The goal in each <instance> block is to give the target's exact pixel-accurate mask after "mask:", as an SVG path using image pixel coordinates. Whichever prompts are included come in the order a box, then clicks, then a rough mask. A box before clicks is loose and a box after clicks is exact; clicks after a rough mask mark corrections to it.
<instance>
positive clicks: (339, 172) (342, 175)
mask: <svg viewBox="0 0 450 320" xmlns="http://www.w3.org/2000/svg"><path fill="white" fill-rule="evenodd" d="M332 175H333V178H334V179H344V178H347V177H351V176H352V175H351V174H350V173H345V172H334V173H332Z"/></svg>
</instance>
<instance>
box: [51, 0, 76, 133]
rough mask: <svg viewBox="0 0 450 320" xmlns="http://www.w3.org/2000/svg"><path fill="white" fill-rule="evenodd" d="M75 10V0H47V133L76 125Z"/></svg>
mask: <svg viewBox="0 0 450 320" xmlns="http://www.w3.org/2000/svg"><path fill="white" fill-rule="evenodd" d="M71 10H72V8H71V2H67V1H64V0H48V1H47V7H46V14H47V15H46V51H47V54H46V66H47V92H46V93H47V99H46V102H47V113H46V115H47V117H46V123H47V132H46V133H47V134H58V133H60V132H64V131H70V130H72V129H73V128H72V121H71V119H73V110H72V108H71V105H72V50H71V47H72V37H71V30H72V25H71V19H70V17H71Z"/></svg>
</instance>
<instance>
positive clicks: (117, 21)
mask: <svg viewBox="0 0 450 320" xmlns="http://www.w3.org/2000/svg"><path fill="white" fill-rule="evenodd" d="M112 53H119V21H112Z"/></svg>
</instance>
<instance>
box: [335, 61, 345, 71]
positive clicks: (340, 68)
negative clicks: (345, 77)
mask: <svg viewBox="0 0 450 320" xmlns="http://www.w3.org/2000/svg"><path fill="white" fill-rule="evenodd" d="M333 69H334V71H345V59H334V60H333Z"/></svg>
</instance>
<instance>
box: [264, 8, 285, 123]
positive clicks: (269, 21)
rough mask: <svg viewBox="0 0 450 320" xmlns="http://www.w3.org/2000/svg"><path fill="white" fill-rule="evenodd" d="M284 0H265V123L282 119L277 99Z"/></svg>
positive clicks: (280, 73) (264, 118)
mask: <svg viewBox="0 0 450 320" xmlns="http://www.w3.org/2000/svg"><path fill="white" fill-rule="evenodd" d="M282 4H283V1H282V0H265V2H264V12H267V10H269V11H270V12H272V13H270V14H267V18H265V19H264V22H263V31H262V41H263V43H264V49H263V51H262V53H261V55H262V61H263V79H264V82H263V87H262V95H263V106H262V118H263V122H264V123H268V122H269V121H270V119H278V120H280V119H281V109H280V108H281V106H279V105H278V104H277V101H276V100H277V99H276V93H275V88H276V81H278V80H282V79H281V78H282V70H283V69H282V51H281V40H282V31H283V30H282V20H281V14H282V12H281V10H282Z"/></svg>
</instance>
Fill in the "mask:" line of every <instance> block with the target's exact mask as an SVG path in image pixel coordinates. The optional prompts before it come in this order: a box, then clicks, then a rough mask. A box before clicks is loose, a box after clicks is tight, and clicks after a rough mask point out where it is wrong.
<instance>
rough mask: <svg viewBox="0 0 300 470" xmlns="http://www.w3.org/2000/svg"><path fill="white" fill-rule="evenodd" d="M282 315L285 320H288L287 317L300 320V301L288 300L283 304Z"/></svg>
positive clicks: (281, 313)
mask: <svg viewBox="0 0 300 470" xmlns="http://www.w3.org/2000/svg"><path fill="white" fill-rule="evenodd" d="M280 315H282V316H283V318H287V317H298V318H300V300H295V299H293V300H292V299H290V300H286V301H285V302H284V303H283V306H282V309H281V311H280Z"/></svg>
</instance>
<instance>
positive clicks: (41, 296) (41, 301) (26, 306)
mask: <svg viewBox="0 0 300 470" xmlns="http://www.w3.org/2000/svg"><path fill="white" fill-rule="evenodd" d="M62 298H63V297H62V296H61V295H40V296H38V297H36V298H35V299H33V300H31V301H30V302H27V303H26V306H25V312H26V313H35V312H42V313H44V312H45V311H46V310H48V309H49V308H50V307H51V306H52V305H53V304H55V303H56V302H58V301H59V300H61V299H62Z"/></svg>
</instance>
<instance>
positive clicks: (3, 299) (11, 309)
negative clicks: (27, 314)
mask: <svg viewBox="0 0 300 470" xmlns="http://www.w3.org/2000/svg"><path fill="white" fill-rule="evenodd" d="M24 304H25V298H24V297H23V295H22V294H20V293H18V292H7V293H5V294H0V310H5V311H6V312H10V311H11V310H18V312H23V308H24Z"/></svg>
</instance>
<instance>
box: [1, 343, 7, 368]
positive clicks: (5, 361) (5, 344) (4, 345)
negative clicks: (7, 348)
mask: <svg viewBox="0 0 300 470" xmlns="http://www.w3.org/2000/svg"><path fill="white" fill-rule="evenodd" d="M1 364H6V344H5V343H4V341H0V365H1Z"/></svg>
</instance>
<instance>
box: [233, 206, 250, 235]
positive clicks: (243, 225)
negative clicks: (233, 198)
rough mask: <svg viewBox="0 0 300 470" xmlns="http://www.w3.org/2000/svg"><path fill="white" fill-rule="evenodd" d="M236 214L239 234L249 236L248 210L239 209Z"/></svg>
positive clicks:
◇ ◇ ◇ ◇ ◇
→ Problem statement:
Output the records above, each one exactly, with none left out.

→ Task output:
The goal in each <instance> block is to give the target's exact pixel-accurate mask after "mask:", as an SVG path using image pixel coordinates. Whichever prompts are included come in the order a box, then clicks, then a rough mask. A box before clicks is loose and a box after clicks is exact; clicks after a rough mask mark corrections to it.
<instance>
positive clicks: (339, 172) (342, 175)
mask: <svg viewBox="0 0 450 320" xmlns="http://www.w3.org/2000/svg"><path fill="white" fill-rule="evenodd" d="M332 175H333V178H334V179H344V178H347V177H351V176H352V175H351V174H350V173H345V172H334V173H332Z"/></svg>
</instance>
<instance>
box: [51, 0, 76, 133]
rough mask: <svg viewBox="0 0 450 320" xmlns="http://www.w3.org/2000/svg"><path fill="white" fill-rule="evenodd" d="M75 10V0H47V133L76 125Z"/></svg>
mask: <svg viewBox="0 0 450 320" xmlns="http://www.w3.org/2000/svg"><path fill="white" fill-rule="evenodd" d="M71 10H72V8H71V2H67V1H64V0H48V1H47V7H46V14H47V15H46V51H47V54H46V66H47V92H46V93H47V99H46V102H47V113H46V115H47V117H46V123H47V132H46V133H47V134H58V133H60V132H64V131H70V130H72V129H73V128H72V121H71V119H73V110H72V108H71V105H72V50H71V47H72V37H71V30H72V25H71V19H70V17H71Z"/></svg>
</instance>
<instance>
positive clicks: (117, 21)
mask: <svg viewBox="0 0 450 320" xmlns="http://www.w3.org/2000/svg"><path fill="white" fill-rule="evenodd" d="M112 53H119V21H112Z"/></svg>
</instance>
<instance>
box: [335, 61, 345, 71]
positive clicks: (340, 68)
negative clicks: (345, 77)
mask: <svg viewBox="0 0 450 320" xmlns="http://www.w3.org/2000/svg"><path fill="white" fill-rule="evenodd" d="M333 69H334V71H345V59H334V60H333Z"/></svg>
</instance>
<instance>
box: [264, 8, 285, 123]
positive clicks: (269, 21)
rough mask: <svg viewBox="0 0 450 320" xmlns="http://www.w3.org/2000/svg"><path fill="white" fill-rule="evenodd" d="M284 0H265V123L282 119L277 99Z"/></svg>
positive clicks: (280, 73) (264, 118)
mask: <svg viewBox="0 0 450 320" xmlns="http://www.w3.org/2000/svg"><path fill="white" fill-rule="evenodd" d="M282 4H283V1H282V0H265V2H264V12H267V10H269V11H270V12H272V13H270V14H267V18H265V19H264V22H263V31H262V41H263V43H264V49H263V51H262V53H261V55H262V61H263V79H264V82H263V87H262V95H263V106H262V118H263V122H264V123H268V122H269V121H270V119H278V120H280V119H281V109H280V108H281V106H279V105H278V104H277V101H276V100H277V99H276V93H275V88H276V81H278V80H282V79H281V78H282V70H283V69H282V51H281V40H282V31H283V30H282V20H281V14H282V12H281V10H282Z"/></svg>
</instance>
Fill in the "mask:" line of every <instance> block with the target's exact mask as an SVG path in image pixel coordinates. The optional prompts before it come in this order: a box, then clicks, then a rough mask. A box before clicks is loose, a box after clicks is tight, and clicks after a rough mask point out where it is wrong.
<instance>
rough mask: <svg viewBox="0 0 300 470" xmlns="http://www.w3.org/2000/svg"><path fill="white" fill-rule="evenodd" d="M282 315L285 320H288L287 317L300 320V301L288 300L283 304Z"/></svg>
positive clicks: (281, 313)
mask: <svg viewBox="0 0 300 470" xmlns="http://www.w3.org/2000/svg"><path fill="white" fill-rule="evenodd" d="M280 315H282V316H283V318H287V317H298V318H300V300H295V299H293V300H292V299H290V300H286V301H285V302H284V303H283V306H282V309H281V311H280Z"/></svg>
</instance>
<instance>
positive clicks: (41, 296) (41, 301) (26, 306)
mask: <svg viewBox="0 0 300 470" xmlns="http://www.w3.org/2000/svg"><path fill="white" fill-rule="evenodd" d="M62 298H63V297H62V296H61V295H40V296H38V297H36V298H35V299H33V300H31V301H30V302H27V303H26V306H25V312H26V313H35V312H42V313H44V312H45V311H46V310H48V309H49V308H50V307H51V306H52V305H53V304H55V303H56V302H58V301H59V300H61V299H62Z"/></svg>
</instance>
<instance>
positive clicks: (3, 299) (11, 309)
negative clicks: (27, 314)
mask: <svg viewBox="0 0 300 470" xmlns="http://www.w3.org/2000/svg"><path fill="white" fill-rule="evenodd" d="M24 304H25V298H24V297H23V295H22V294H20V293H18V292H7V293H5V294H0V310H5V311H6V312H10V311H11V310H18V312H23V308H24Z"/></svg>
</instance>
<instance>
box: [1, 343, 7, 368]
positive clicks: (5, 361) (5, 344) (4, 345)
negative clicks: (7, 348)
mask: <svg viewBox="0 0 300 470" xmlns="http://www.w3.org/2000/svg"><path fill="white" fill-rule="evenodd" d="M1 364H6V344H5V343H4V341H0V365H1Z"/></svg>
</instance>
<instance>
box: [233, 206, 250, 235]
positive clicks: (243, 225)
negative clicks: (233, 198)
rough mask: <svg viewBox="0 0 300 470" xmlns="http://www.w3.org/2000/svg"><path fill="white" fill-rule="evenodd" d="M236 214L239 234L249 236L248 210L239 209Z"/></svg>
positive clicks:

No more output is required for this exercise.